■ **Text provided**
Midgett J, Sung J, Kwon J, Onda M, Matsumoto R, Rushton M, Jamieson J. Inj. Prev. 2012; 18(Suppl 1): A139.

Copyright

(Copyright © 2012, BMJ Publishing Group)

DOI

10.1136/injuryprev-2012-040590i.10

PMID

unavailable

Abstract

Serious and fatal injuries to children caused by coin/button cell battery ingestion have dramatically increased in recent years. If a cell lodges in the oesophagus, the electrical current hydrolyses body fluid leading to fatal or debilitating hydroxide burns in as few as 2 h. Injuries include tracheo/aortal-oesophageal fistulas, necrosis, stricture, and vocal cord paralysis. Diagnosis and treatment can be difficult, long-term, and painful.

For this 90-min workshop, the consumer safety regulatory agencies of the USA, Korea, Japan, Australia, and New Zealand will invite medical experts and engineers to describe innovative solutions to eliminate the hazards posed by the ingestion of coin/button cell batteries, aid detection, or enhance treatment options for victims.

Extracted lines
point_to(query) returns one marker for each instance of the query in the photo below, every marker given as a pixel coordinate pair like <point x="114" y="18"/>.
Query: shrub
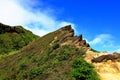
<point x="81" y="70"/>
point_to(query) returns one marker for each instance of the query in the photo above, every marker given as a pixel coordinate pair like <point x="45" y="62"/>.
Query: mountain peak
<point x="68" y="33"/>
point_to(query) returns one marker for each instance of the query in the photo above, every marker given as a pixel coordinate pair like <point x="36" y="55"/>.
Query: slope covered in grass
<point x="55" y="56"/>
<point x="14" y="38"/>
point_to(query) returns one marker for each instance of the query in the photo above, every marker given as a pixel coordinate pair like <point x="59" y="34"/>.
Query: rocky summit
<point x="55" y="56"/>
<point x="70" y="39"/>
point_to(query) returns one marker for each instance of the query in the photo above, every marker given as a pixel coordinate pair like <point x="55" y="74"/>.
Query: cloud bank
<point x="29" y="14"/>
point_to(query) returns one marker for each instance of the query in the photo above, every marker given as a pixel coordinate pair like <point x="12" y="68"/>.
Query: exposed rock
<point x="68" y="37"/>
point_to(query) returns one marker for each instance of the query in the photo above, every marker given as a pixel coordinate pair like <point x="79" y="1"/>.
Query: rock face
<point x="7" y="28"/>
<point x="70" y="39"/>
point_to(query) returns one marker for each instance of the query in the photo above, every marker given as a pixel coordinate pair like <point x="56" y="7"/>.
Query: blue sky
<point x="97" y="20"/>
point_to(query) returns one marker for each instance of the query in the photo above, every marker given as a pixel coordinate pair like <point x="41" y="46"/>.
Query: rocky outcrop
<point x="7" y="28"/>
<point x="68" y="37"/>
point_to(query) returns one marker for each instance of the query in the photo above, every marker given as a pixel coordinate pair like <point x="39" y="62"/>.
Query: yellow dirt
<point x="107" y="70"/>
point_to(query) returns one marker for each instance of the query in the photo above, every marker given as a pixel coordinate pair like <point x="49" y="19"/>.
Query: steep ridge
<point x="13" y="38"/>
<point x="55" y="56"/>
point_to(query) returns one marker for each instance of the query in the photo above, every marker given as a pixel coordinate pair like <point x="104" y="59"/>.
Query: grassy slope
<point x="41" y="61"/>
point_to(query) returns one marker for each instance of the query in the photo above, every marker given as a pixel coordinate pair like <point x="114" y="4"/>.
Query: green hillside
<point x="55" y="56"/>
<point x="13" y="38"/>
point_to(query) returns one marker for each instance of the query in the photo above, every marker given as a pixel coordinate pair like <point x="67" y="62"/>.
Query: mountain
<point x="58" y="55"/>
<point x="13" y="38"/>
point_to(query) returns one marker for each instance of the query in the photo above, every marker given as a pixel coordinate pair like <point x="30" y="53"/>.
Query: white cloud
<point x="101" y="39"/>
<point x="12" y="12"/>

■ **Your objective**
Extend the workshop abstract on children's injuries from swallowed coin and button cell batteries, picking up right after its final sentence.

■ **Output of the exercise**
Such non-hazardous batteries may not be commercially available. Theoretical cell designs are encouraged with accompanying implementation, impact and feasibility estimates.

Potential speaker topics include the detection and treatment of battery-related injuries and exposure mitigation strategies such as ingestion deterrents, guards on cells that prevent current flow, or cell deactivation designs that eliminate exposure to electrical current if cells are swallowed.

This is an abstract of a presentation at Safety 2012, the 11th World Conference on Injury Prevention and Safety Promotion, 1-4 October 2012, Michael Fowler Center, Wellington, New Zealand. Full text does not seem to be available for this abstract.